Task directions
Turn these lines into a numbered list, leaving out any blank lines.

[Lines from a data source]
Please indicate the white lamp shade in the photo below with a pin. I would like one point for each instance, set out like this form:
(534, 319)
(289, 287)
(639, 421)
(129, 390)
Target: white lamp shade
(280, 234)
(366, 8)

Output of the exercise
1. Please indicate the white lamp shade in the photo below with a pin. I would like one point for each instance, set out like this form:
2. (534, 319)
3. (289, 287)
4. (639, 421)
5. (129, 390)
6. Target: white lamp shade
7. (280, 234)
8. (366, 8)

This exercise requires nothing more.